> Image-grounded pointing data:
=== Section Start ===

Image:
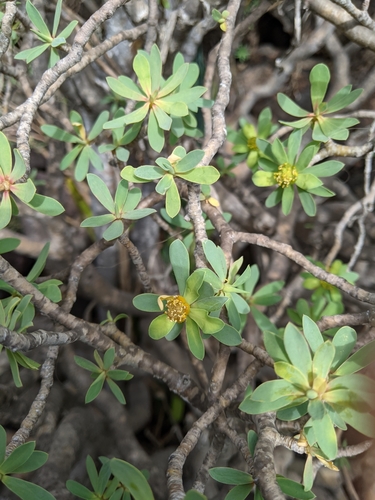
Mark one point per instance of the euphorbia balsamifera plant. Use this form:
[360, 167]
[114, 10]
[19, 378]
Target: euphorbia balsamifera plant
[324, 127]
[194, 307]
[13, 183]
[283, 167]
[180, 165]
[158, 99]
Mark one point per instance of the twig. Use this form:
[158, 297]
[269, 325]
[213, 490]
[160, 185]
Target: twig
[218, 372]
[360, 15]
[178, 458]
[137, 261]
[210, 460]
[197, 363]
[26, 341]
[6, 26]
[263, 466]
[152, 24]
[366, 201]
[343, 21]
[339, 320]
[257, 352]
[39, 402]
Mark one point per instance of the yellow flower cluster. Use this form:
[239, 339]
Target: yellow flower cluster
[287, 174]
[176, 307]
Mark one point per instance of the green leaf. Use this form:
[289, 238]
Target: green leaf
[194, 495]
[316, 409]
[162, 118]
[326, 169]
[227, 475]
[29, 55]
[307, 202]
[155, 68]
[37, 19]
[173, 200]
[98, 220]
[319, 79]
[114, 231]
[362, 422]
[24, 191]
[360, 359]
[19, 169]
[257, 407]
[293, 413]
[132, 478]
[293, 489]
[194, 339]
[297, 348]
[147, 172]
[308, 474]
[141, 68]
[293, 145]
[6, 155]
[8, 245]
[95, 388]
[179, 258]
[228, 336]
[125, 87]
[206, 323]
[66, 32]
[291, 374]
[190, 161]
[290, 107]
[98, 125]
[322, 361]
[188, 96]
[344, 341]
[275, 346]
[287, 199]
[147, 302]
[312, 333]
[101, 192]
[46, 205]
[216, 258]
[80, 491]
[201, 175]
[25, 490]
[18, 457]
[39, 264]
[14, 368]
[160, 327]
[5, 210]
[273, 390]
[119, 375]
[70, 157]
[343, 98]
[109, 357]
[138, 214]
[36, 460]
[173, 82]
[155, 133]
[193, 285]
[86, 364]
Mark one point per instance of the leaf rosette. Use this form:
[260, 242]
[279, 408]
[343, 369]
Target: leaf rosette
[121, 208]
[158, 99]
[323, 126]
[283, 167]
[179, 165]
[318, 378]
[194, 307]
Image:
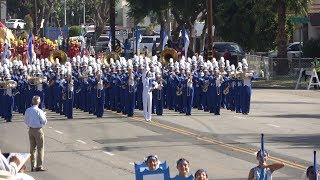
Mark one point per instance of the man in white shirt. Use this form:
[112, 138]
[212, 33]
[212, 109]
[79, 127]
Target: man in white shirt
[35, 118]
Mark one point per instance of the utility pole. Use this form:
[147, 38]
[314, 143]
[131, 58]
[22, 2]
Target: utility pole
[84, 12]
[65, 12]
[113, 24]
[35, 17]
[209, 21]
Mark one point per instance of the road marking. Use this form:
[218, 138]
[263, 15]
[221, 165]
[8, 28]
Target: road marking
[109, 153]
[273, 125]
[239, 117]
[214, 141]
[80, 141]
[59, 132]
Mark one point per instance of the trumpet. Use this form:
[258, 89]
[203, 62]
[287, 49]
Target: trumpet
[10, 84]
[33, 81]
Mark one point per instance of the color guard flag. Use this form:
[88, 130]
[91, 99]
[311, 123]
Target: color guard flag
[186, 41]
[138, 40]
[30, 47]
[165, 39]
[110, 39]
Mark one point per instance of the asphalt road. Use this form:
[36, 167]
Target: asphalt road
[87, 147]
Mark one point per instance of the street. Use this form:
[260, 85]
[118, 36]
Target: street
[87, 147]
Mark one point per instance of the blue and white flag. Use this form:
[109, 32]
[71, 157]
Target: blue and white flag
[30, 47]
[186, 41]
[110, 41]
[165, 39]
[138, 40]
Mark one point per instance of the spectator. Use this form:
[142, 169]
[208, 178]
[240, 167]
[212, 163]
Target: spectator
[201, 175]
[145, 51]
[183, 168]
[127, 47]
[35, 118]
[255, 172]
[152, 162]
[227, 55]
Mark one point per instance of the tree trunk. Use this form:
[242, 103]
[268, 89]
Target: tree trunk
[282, 35]
[283, 64]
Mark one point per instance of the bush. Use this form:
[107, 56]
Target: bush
[311, 48]
[74, 31]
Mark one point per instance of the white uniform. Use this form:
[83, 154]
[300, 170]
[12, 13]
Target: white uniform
[147, 94]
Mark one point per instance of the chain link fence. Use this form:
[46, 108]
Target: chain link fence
[277, 72]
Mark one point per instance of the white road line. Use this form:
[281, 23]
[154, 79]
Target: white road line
[273, 125]
[59, 132]
[80, 141]
[239, 117]
[109, 153]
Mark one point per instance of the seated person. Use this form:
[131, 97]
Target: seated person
[183, 168]
[152, 162]
[255, 172]
[201, 175]
[310, 173]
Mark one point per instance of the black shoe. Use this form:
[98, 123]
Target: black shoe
[40, 169]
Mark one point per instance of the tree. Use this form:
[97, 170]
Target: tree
[296, 7]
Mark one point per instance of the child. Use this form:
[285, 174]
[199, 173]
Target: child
[255, 172]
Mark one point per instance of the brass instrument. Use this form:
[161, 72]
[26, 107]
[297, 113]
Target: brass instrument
[61, 55]
[205, 86]
[34, 81]
[167, 54]
[10, 84]
[107, 56]
[226, 90]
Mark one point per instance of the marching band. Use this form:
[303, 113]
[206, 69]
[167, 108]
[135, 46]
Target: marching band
[124, 85]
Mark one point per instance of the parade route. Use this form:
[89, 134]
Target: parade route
[87, 147]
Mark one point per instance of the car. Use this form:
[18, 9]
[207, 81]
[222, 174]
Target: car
[146, 41]
[237, 53]
[295, 49]
[15, 23]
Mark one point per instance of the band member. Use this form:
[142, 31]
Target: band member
[69, 96]
[159, 95]
[246, 88]
[130, 90]
[148, 80]
[188, 91]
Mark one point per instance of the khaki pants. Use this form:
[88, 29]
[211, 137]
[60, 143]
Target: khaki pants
[36, 138]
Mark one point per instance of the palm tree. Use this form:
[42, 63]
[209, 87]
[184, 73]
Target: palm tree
[297, 7]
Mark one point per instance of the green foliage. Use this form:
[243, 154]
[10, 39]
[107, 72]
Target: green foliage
[29, 23]
[246, 23]
[74, 31]
[18, 9]
[311, 48]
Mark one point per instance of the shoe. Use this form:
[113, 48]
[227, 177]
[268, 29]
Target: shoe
[40, 169]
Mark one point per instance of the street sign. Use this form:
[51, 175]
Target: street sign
[300, 20]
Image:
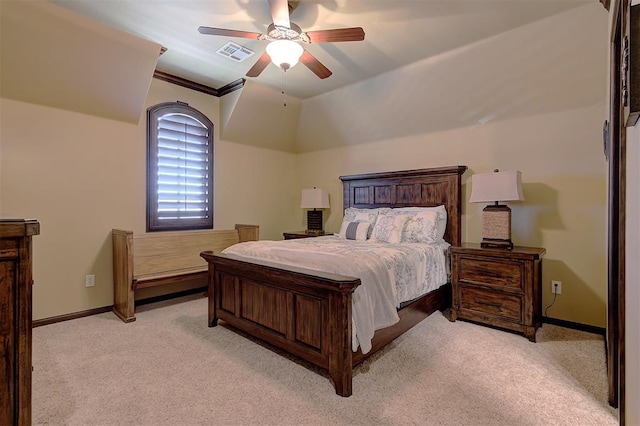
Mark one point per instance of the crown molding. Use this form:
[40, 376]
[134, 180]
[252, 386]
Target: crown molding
[179, 81]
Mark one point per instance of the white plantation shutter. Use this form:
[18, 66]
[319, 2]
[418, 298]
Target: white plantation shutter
[180, 168]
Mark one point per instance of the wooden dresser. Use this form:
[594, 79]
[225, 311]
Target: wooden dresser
[15, 319]
[498, 287]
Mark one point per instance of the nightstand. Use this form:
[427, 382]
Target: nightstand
[498, 287]
[294, 235]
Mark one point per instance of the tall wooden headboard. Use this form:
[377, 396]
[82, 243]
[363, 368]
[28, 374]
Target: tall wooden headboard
[410, 188]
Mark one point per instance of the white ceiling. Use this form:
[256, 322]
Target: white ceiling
[398, 33]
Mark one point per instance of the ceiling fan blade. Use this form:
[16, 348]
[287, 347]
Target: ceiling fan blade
[259, 66]
[280, 13]
[315, 65]
[228, 33]
[332, 36]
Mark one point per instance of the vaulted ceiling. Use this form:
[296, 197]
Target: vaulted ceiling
[397, 33]
[424, 66]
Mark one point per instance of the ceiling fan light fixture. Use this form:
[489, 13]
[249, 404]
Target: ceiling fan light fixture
[284, 53]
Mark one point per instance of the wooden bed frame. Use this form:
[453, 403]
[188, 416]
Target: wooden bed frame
[308, 313]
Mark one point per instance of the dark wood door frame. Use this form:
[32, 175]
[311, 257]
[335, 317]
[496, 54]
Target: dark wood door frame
[616, 153]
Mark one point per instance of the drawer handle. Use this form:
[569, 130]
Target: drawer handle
[484, 302]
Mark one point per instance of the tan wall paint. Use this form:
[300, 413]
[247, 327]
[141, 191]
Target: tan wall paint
[560, 156]
[632, 296]
[81, 176]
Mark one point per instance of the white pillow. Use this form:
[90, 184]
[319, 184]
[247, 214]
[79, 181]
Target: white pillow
[354, 230]
[352, 214]
[422, 227]
[441, 224]
[388, 228]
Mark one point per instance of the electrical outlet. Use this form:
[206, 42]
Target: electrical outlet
[89, 280]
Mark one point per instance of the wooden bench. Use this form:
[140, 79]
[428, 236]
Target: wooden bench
[152, 259]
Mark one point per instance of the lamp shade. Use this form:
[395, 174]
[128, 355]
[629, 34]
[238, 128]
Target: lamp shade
[315, 198]
[284, 53]
[496, 186]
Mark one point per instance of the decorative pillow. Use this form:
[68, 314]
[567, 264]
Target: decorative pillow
[354, 230]
[441, 221]
[388, 228]
[421, 228]
[352, 214]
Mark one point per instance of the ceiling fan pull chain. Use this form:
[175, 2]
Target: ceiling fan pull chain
[284, 86]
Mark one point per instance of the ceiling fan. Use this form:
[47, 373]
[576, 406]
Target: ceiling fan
[285, 37]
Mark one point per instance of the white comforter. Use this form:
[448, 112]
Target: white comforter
[389, 273]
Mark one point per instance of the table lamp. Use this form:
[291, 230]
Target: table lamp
[496, 218]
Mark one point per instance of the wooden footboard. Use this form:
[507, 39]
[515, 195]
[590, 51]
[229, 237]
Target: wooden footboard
[306, 313]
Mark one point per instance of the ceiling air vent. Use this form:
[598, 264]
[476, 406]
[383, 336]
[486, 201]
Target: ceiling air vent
[235, 52]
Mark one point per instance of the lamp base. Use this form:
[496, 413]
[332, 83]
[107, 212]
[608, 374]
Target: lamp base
[314, 221]
[496, 227]
[496, 243]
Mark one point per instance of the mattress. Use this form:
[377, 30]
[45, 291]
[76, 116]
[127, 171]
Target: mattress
[390, 274]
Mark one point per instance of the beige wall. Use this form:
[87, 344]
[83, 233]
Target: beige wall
[81, 176]
[563, 167]
[632, 296]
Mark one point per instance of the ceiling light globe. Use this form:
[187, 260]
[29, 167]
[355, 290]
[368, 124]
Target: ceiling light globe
[284, 53]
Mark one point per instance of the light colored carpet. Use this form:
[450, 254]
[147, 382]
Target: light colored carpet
[169, 368]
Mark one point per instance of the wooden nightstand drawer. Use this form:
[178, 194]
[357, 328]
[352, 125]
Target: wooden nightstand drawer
[498, 287]
[496, 273]
[490, 302]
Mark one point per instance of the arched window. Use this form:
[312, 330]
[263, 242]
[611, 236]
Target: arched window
[179, 168]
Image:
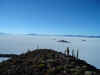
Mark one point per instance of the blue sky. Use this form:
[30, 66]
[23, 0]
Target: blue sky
[50, 16]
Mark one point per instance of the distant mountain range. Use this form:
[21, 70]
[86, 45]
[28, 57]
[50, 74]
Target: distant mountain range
[35, 34]
[87, 36]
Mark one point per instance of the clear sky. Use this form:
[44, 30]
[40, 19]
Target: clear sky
[50, 16]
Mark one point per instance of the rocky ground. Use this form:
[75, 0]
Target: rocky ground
[46, 62]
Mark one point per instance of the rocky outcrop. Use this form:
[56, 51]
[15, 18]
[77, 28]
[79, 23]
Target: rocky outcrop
[46, 62]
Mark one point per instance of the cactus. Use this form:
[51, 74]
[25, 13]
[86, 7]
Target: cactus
[77, 53]
[68, 51]
[73, 54]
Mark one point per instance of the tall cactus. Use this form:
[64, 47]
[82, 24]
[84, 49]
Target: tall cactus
[73, 54]
[68, 51]
[77, 54]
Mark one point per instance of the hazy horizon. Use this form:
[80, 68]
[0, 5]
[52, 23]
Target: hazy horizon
[50, 16]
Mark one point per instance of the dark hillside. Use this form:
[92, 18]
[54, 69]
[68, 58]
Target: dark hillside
[46, 62]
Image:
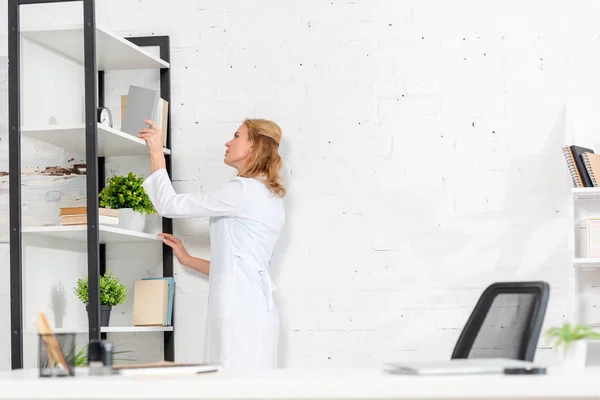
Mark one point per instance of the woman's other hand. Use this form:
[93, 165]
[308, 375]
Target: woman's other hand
[152, 136]
[177, 246]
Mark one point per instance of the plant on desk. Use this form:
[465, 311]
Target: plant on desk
[127, 194]
[571, 342]
[112, 293]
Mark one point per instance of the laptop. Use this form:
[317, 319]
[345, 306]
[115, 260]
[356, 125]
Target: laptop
[460, 366]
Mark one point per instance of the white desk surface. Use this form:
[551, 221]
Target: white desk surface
[303, 384]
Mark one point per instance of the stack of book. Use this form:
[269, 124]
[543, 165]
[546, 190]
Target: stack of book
[78, 216]
[153, 301]
[583, 165]
[140, 104]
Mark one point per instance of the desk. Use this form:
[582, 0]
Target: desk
[303, 384]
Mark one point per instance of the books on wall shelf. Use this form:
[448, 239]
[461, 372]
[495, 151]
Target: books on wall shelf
[78, 216]
[583, 165]
[153, 301]
[140, 104]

=== Section End ===

> What is needed: Go to the line above that has "Target: palm tree" and copy exactly from there down to the line that has "Mark one point per instance of the drawer", both included. Leave the pictures out.

> Exercise response:
Target: palm tree
[297, 7]
Mark one point per instance of the green foliage. Use this form:
[243, 154]
[10, 39]
[107, 72]
Target: green foliage
[29, 23]
[246, 23]
[74, 31]
[18, 9]
[311, 48]
Mark one point per instance of the shoe. Use this form:
[113, 48]
[227, 177]
[268, 29]
Target: shoe
[40, 169]
Mark one point per instance of the street sign. Use this form:
[51, 175]
Target: street sign
[300, 20]
Image:
Mark one point per instance of the crown molding. Use this form:
[40, 376]
[134, 180]
[252, 386]
Target: crown molding
[179, 81]
Mark one point per instance of the white plantation shutter. Use this form:
[18, 66]
[319, 2]
[418, 298]
Target: white plantation shutter
[180, 168]
Mark one point per instance of the wooden dresser. Use this form:
[594, 79]
[225, 311]
Target: wooden dresser
[15, 319]
[498, 287]
Mark one point per instance of the nightstand. Use this form:
[427, 382]
Target: nightstand
[498, 287]
[294, 235]
Mark one point per instance of the tall wooden headboard. Use this form:
[377, 396]
[82, 243]
[363, 368]
[28, 374]
Target: tall wooden headboard
[410, 188]
Mark one point per instance of the white ceiling. Use this form:
[256, 322]
Target: white ceiling
[398, 33]
Mark one point per instance of the ceiling fan blade. Use this form:
[16, 348]
[287, 347]
Target: ceiling fan blade
[259, 66]
[280, 13]
[315, 65]
[228, 33]
[332, 36]
Mark one point per instance of the vaulted ceiling. Use this form:
[296, 197]
Target: vaulted ceiling
[397, 33]
[424, 66]
Mark one point per instance of the ceiling fan light fixture. Use this form:
[489, 13]
[249, 404]
Target: ceiling fan light fixture
[284, 53]
Mark one point per instance of the wooden bed frame. Use this form:
[453, 403]
[188, 416]
Target: wooden bed frame
[308, 313]
Mark one point per instance of the dark wood door frame. Use this form:
[32, 175]
[311, 257]
[335, 317]
[496, 54]
Target: dark wood door frame
[616, 153]
Mark one point per instance of the drawer handle. Use this form:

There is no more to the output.